Parallels in life, that see each other, but never cross paths
Wow, I very long time since I touched any of these pages. Mainly because I have been quite busy, and I'm on the edge of completely losing all my "super-brain powers." Those powers comes from sleep, and relaxation actually, where I would usually have a decent balance between sleep, relaxation and work. However, I recently have also been bombarded by tests, quizzes, major evaluations this month that I couldn't stand it. EUT was the tuesday I got back to school, Doc appointment on Wednesday, quiz on the friday, and a day behind in all the work, test on the thursday of that day. That was the first week. This week is the Bio presentation, and I am still amazed that I would take the largest and most important section of the unit -____- I guess I am prone to always taking more than I can handle. ANOTHER test on the thursday, same as everyone else but I was completely unprepared for it. Today is a physics test, but I think I'm okay with it. Hopefully all my evaluations in the past 2 weeks will come in much earlier before the exam so I can read it again. I still have a few things to do on Monday, and tuesday. So yah, I'm sure everyone else is tired and exhausted from all this, so I can't blame the world for my problems.
I suppose I could not feel bad that during the past 2 weeks I was up to speed with everyone else as well. BUT it somewhat feels bad to know that I degraded my speed to the same as everyone else, as a previous good quality of mine was the speed at which I could do things. I wish I could parallel process like I did last semester with D/M, English, and Bio11. But I've lost my sense of direction, my clear mind, and a great passion that I previously beheld. Without those, I can not do what I did last semester again.

• **Records**:
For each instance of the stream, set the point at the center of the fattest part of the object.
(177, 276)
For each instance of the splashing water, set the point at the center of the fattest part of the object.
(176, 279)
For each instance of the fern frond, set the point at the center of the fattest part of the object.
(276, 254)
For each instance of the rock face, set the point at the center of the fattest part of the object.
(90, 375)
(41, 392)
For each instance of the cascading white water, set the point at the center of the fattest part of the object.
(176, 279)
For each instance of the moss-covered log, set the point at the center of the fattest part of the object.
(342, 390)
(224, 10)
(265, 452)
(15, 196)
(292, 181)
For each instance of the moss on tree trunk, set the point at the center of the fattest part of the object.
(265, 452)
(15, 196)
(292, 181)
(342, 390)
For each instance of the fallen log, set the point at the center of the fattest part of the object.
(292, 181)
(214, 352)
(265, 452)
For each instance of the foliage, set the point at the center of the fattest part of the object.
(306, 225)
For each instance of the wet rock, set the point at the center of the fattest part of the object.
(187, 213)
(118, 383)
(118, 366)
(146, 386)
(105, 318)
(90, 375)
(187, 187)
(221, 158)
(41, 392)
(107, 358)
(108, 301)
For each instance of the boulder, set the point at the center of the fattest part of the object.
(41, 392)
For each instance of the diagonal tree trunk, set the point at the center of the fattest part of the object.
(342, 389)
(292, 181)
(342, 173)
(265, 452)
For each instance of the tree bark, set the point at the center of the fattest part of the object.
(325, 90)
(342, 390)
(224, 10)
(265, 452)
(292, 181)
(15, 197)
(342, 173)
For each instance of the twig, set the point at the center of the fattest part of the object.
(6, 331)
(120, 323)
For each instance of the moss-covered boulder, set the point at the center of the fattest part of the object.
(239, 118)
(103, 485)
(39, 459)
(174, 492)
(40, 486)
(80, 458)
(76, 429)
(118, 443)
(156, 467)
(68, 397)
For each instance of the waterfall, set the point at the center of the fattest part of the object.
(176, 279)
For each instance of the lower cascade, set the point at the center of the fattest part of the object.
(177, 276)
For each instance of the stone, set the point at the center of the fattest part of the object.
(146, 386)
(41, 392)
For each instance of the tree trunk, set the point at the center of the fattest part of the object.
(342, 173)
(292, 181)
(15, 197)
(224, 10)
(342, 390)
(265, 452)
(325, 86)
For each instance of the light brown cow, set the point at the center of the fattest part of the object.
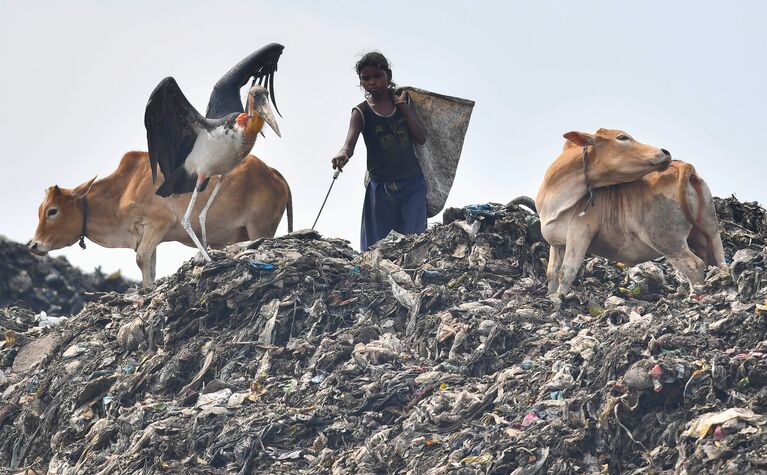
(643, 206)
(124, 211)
---
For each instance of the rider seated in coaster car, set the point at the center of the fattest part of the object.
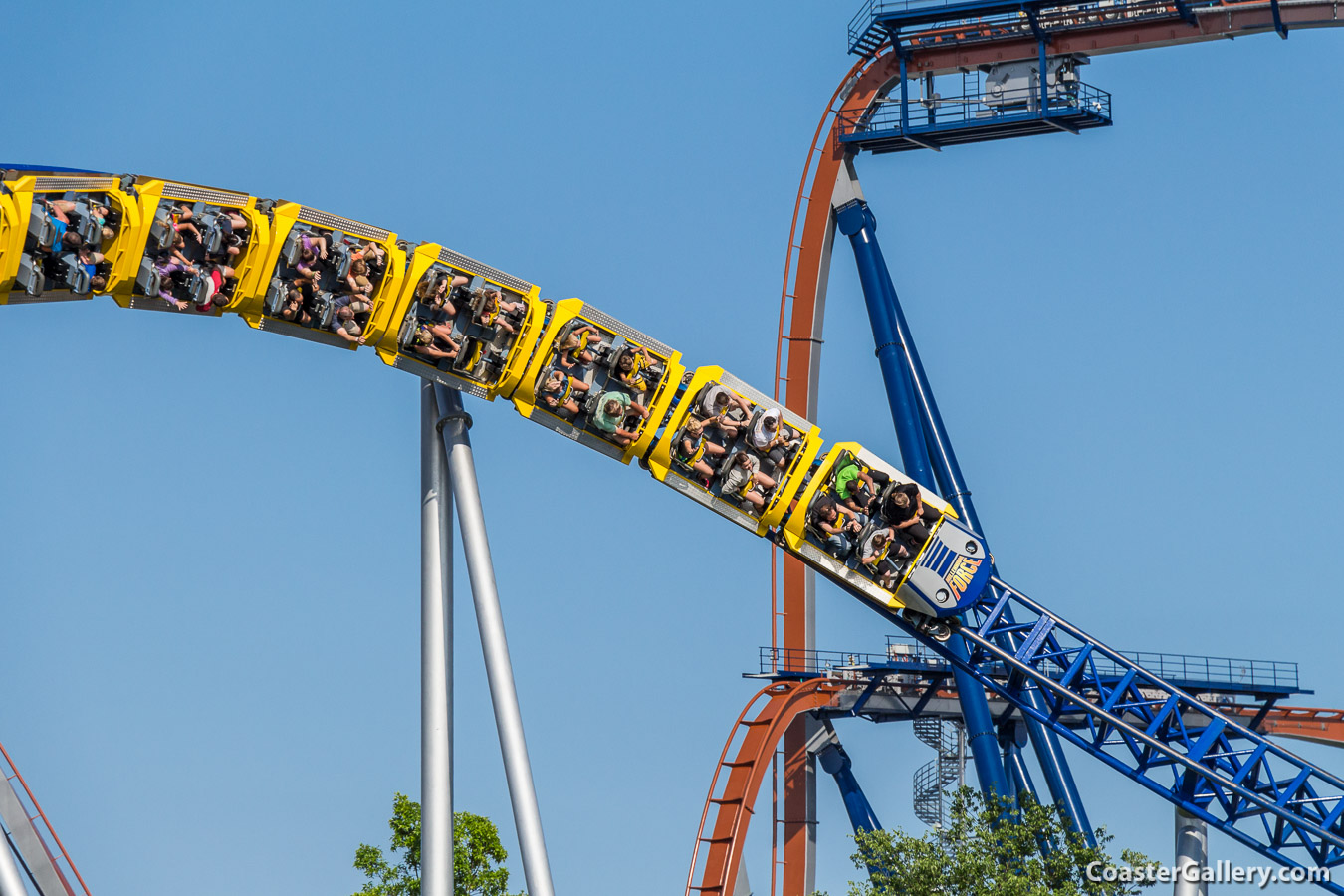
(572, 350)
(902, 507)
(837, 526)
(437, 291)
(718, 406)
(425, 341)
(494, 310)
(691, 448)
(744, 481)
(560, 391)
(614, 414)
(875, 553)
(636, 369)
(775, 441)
---
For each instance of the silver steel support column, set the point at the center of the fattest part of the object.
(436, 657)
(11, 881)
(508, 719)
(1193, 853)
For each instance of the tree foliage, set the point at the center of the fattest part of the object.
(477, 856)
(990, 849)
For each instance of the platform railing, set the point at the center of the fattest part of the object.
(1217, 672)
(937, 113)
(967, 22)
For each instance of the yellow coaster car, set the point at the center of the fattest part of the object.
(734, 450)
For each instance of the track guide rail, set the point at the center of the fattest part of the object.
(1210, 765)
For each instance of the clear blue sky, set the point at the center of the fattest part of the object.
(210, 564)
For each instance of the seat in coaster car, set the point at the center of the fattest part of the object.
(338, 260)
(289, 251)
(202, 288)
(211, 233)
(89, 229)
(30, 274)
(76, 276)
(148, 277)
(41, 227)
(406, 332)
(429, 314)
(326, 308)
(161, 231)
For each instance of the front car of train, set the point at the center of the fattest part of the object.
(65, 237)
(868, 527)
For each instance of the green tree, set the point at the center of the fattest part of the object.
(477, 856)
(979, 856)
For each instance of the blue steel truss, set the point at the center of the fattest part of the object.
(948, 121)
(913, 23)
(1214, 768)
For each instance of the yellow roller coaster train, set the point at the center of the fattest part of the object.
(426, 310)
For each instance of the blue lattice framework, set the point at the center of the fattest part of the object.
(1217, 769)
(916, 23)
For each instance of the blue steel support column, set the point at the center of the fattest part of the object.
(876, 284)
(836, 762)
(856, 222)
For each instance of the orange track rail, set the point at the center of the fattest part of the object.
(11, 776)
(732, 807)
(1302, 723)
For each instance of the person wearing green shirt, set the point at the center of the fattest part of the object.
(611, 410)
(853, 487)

• **Task goal**: Quote the blog post about tests and schoolwork above, starting at "I suppose I" and ending at "last semester again.".

• **Response**:
I suppose I could not feel bad that during the past 2 weeks I was up to speed with everyone else as well. BUT it somewhat feels bad to know that I degraded my speed to the same as everyone else, as a previous good quality of mine was the speed at which I could do things. I wish I could parallel process like I did last semester with D/M, English, and Bio11. But I've lost my sense of direction, my clear mind, and a great passion that I previously beheld. Without those, I can not do what I did last semester again.